Every entry that follows should be repeated exactly; drop the images.

**Excerpts of location labeling data**:
+ + +

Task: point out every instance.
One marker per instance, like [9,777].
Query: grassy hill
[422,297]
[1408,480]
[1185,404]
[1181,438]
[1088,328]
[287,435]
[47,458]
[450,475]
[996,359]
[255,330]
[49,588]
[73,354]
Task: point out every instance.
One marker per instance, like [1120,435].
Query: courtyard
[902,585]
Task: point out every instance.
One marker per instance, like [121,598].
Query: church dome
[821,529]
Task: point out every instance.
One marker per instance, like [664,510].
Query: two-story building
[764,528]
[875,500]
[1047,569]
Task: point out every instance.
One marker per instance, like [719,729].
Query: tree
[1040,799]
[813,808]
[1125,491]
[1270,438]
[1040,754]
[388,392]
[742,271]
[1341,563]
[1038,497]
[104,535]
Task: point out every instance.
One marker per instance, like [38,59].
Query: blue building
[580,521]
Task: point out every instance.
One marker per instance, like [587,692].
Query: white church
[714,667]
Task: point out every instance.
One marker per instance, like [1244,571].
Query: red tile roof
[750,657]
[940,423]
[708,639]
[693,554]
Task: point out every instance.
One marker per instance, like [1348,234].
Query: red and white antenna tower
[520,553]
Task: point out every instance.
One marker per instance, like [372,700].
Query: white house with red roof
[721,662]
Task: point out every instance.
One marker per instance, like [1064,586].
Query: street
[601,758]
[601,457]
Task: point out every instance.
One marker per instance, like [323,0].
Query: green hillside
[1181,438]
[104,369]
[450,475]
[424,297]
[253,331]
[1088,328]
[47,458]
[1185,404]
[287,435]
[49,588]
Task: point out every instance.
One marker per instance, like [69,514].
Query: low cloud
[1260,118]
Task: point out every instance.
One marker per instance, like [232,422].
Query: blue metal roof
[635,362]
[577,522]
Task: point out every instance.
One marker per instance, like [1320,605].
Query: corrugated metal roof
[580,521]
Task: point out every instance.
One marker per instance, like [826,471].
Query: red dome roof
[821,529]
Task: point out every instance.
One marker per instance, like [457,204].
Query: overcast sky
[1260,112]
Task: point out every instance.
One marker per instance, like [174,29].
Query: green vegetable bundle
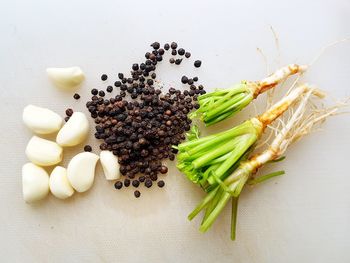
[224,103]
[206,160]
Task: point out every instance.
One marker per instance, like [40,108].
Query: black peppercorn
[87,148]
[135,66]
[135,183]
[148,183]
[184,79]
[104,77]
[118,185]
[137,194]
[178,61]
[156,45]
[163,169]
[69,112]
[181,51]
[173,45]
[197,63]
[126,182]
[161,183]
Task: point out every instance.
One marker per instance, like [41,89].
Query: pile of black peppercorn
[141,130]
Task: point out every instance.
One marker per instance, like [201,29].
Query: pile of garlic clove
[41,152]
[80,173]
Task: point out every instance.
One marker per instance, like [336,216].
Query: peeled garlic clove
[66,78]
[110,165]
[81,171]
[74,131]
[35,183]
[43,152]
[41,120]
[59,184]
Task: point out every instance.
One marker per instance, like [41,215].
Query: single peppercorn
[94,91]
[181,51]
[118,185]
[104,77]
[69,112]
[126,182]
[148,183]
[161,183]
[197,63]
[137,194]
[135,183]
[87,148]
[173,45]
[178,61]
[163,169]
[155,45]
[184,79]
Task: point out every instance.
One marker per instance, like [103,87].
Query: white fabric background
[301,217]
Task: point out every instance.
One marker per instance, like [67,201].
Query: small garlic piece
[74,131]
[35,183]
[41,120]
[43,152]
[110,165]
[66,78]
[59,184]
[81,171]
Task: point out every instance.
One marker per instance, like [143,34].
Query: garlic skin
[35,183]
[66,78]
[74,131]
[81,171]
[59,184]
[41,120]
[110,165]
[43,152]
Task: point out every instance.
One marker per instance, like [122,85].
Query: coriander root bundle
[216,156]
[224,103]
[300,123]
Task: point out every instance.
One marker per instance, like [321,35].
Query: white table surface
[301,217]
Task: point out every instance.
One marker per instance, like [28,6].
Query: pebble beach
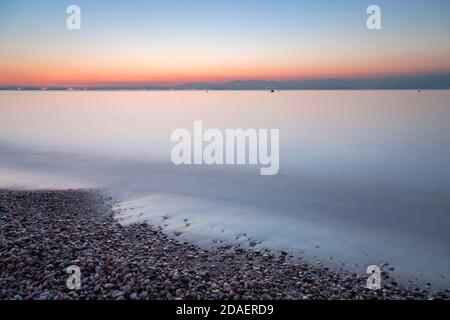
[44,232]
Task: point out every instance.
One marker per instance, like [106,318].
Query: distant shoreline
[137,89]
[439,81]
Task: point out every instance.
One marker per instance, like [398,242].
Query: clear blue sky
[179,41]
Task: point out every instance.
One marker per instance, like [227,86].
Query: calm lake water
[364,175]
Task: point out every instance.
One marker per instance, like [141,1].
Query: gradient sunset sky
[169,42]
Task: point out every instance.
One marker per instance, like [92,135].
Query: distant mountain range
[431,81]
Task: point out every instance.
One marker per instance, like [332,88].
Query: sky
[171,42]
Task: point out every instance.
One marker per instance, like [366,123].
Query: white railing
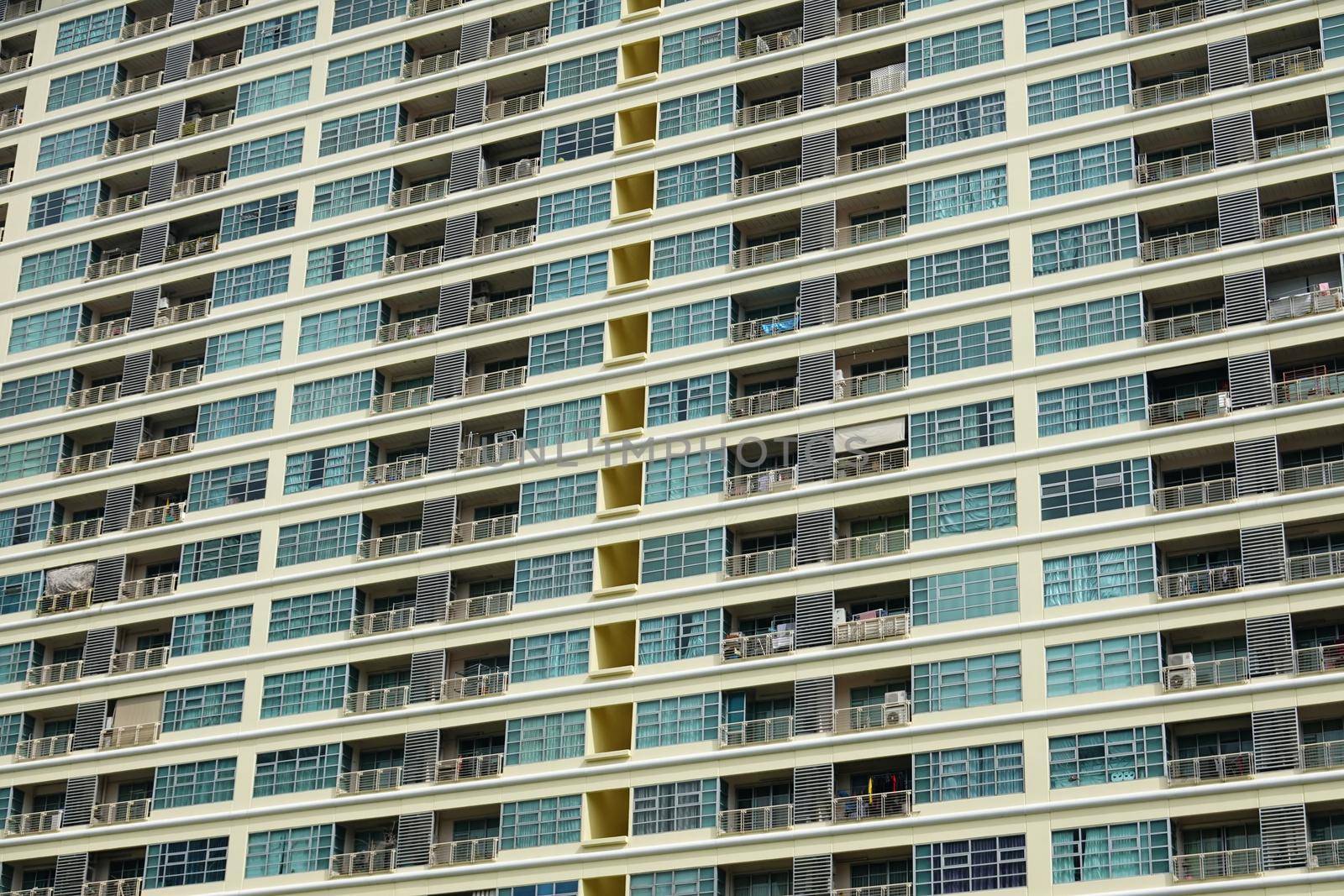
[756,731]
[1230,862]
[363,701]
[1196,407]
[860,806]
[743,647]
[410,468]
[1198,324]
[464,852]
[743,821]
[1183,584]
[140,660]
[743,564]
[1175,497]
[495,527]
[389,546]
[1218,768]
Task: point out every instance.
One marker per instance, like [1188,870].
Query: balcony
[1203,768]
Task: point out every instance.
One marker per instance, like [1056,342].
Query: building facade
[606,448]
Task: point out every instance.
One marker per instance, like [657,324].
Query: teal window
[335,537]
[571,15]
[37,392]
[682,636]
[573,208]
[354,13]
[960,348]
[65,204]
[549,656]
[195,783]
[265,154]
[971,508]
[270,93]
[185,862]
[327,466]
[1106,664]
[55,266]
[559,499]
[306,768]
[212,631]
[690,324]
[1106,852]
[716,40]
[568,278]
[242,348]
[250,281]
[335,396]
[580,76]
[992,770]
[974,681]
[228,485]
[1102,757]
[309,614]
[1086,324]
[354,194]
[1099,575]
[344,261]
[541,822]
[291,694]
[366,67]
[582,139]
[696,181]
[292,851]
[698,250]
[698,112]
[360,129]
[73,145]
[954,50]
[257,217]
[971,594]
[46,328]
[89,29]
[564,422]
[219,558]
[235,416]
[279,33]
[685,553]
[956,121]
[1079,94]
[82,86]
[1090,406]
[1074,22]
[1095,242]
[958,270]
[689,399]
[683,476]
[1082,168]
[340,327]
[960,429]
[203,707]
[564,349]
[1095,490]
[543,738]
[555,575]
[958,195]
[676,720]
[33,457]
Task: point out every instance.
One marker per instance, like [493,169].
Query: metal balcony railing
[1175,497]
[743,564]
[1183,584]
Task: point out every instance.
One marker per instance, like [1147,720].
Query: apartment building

+ + +

**REPLY**:
Task: point out every instance.
One marker per instance, like [9,777].
Query: grassy hill
[422,297]
[1408,480]
[1185,404]
[1181,438]
[1088,328]
[287,435]
[47,458]
[450,475]
[996,359]
[255,330]
[49,588]
[73,354]
Task: point out every instance.
One marker per instance, like [1120,435].
Query: courtyard
[902,585]
Task: point out every instance.
One marker per instance, like [121,598].
Query: church dome
[821,529]
Task: point out every instance.
One marker per instance, like [664,510].
Query: two-story building
[764,528]
[875,500]
[1047,569]
Task: point out every instance.
One marker per instance, like [719,729].
Query: tree
[1040,799]
[813,808]
[1125,491]
[1270,438]
[1040,754]
[388,392]
[742,271]
[1341,563]
[1038,497]
[104,535]
Task: point out every instance.
One marker per instance, like [38,59].
Query: blue building
[580,521]
Task: point out every instance.
One marker per instance, like [587,692].
Query: white church
[714,667]
Task: point out every instance.
One marker per instance, like [1244,571].
Query: red tile roof
[750,657]
[940,423]
[708,639]
[693,554]
Task: point out every instance.
One marker per instance, like [1348,234].
Query: red and white antenna tower
[520,553]
Task: point out every instance.
One marker per instance, like [372,700].
Query: white house with red roof
[721,662]
Task: point out every instance.
One marker per instance, like [1064,586].
Query: street
[601,758]
[601,457]
Task: point out every instance.
One marker per instance, like [323,0].
Query: green hillside
[1181,438]
[104,369]
[450,475]
[424,297]
[253,331]
[1088,328]
[47,458]
[1185,404]
[287,435]
[49,588]
Task: point out every instance.
One marker per instance, like [69,514].
Query: low cloud
[1260,118]
Task: point out every instance.
One marker per instance, like [232,422].
Query: blue metal roof
[635,362]
[577,522]
Task: point out every instance.
One marker per instance, like [1320,605].
Query: corrugated metal roof
[580,521]
Task: point out every instance.
One marker per instance, like [826,471].
Query: red dome roof
[821,529]
Task: point out every instance.
One marker per instance, like [457,204].
Query: overcast sky
[1260,112]
Task: point out every instance.
One marker per instance, like [174,29].
Query: green vegetable bundle
[224,103]
[206,160]
Task: point out every instance.
One marker per instance, like [40,108].
Query: black peppercorn
[87,148]
[135,66]
[135,183]
[148,183]
[184,79]
[104,77]
[118,185]
[137,194]
[178,61]
[156,45]
[163,169]
[69,112]
[181,51]
[173,45]
[197,63]
[126,182]
[161,183]
Task: point out every instance.
One marker per instance, like [41,89].
Query: pile of black peppercorn
[141,130]
Task: point out every instance.
One marker per instance, like [201,29].
Query: pile of garlic clove
[41,152]
[80,173]
Task: point out every instance.
One marker per instance, like [336,216].
Query: peeled garlic clove
[66,78]
[110,165]
[81,171]
[74,131]
[35,183]
[43,152]
[41,120]
[59,184]
Task: point out every instance.
One marker per instance, like [41,215].
Query: single peppercorn
[94,91]
[181,51]
[118,185]
[104,77]
[69,112]
[126,182]
[148,183]
[161,183]
[197,63]
[137,194]
[135,183]
[87,148]
[173,45]
[178,61]
[163,169]
[155,45]
[184,79]
Task: point out every instance.
One marker per instance, like [103,87].
Query: white fabric background
[301,217]
Task: point out every instance.
One marker per instance, like [67,201].
Query: small garlic piece
[74,131]
[35,183]
[41,120]
[43,152]
[110,165]
[66,78]
[59,184]
[81,171]
Task: point out every instance.
One marker per instance, like [143,34].
Query: garlic skin
[35,183]
[66,78]
[74,131]
[81,171]
[59,184]
[41,120]
[110,165]
[43,152]
Task: point out every instance.
One marker per instance, like [122,85].
Query: coriander root bundle
[216,156]
[224,103]
[300,123]
Task: point out every instance.
One marker per instance, like [321,35].
Query: white table surface
[301,217]
Task: point out every instance.
One marker per instance, like [28,6].
Query: pebble beach
[44,232]
Task: point out every instance.
One marker per instance, like [106,318].
Query: distant shoreline
[137,89]
[439,81]
Task: point out every instance.
One marker per instance, like [398,242].
Query: clear blue sky
[179,41]
Task: point out every instance.
One marker per instance, like [227,86].
Query: calm lake water
[364,175]
Task: point out every instance.
One marker per instance, like [141,1].
Query: gradient sunset sky
[169,42]
Task: point out every instance.
One marker per instance, like [92,135].
Query: distant mountain range
[431,81]
Task: point out every instance.
One marker per instance, like [332,88].
Query: sky
[171,42]
Task: point out every instance.
One marker per instance, like [366,123].
Query: white railing
[756,731]
[1230,862]
[363,701]
[1196,407]
[860,806]
[743,647]
[410,468]
[1198,324]
[464,852]
[743,821]
[1183,584]
[140,660]
[743,564]
[1175,497]
[495,527]
[389,546]
[1218,768]
Task: point out every instance.
One marker per instance, like [1188,870].
Query: balcony
[1203,768]
Task: point out every instance.
One marker per instance, like [1056,342].
Query: building facade
[606,448]
Task: point out every instance.
One marker per instance, like [657,324].
Query: teal window
[335,537]
[571,15]
[37,392]
[682,636]
[573,208]
[354,13]
[960,348]
[65,204]
[549,656]
[195,783]
[265,154]
[971,508]
[270,93]
[185,862]
[327,466]
[1106,664]
[55,266]
[559,499]
[306,768]
[212,631]
[690,324]
[1106,852]
[716,40]
[568,278]
[242,348]
[250,281]
[335,396]
[580,76]
[992,770]
[974,681]
[228,485]
[1102,757]
[309,614]
[1086,324]
[354,194]
[1099,575]
[344,261]
[541,822]
[291,694]
[366,67]
[582,139]
[696,181]
[292,851]
[698,250]
[698,112]
[360,129]
[73,145]
[954,50]
[257,217]
[971,594]
[46,328]
[89,29]
[564,422]
[219,558]
[235,416]
[279,33]
[685,553]
[956,121]
[1079,94]
[82,86]
[1090,406]
[1074,22]
[1095,242]
[958,270]
[689,399]
[683,476]
[1082,168]
[340,327]
[960,429]
[203,707]
[564,349]
[1095,490]
[543,738]
[555,575]
[958,195]
[676,720]
[33,457]
Task: point out every instance.
One marker per instance, like [493,169].
Query: metal balcony railing
[1175,497]
[743,564]
[1183,584]
Task: point out every instance.
One marker per instance, like [1147,720].
Query: apartment building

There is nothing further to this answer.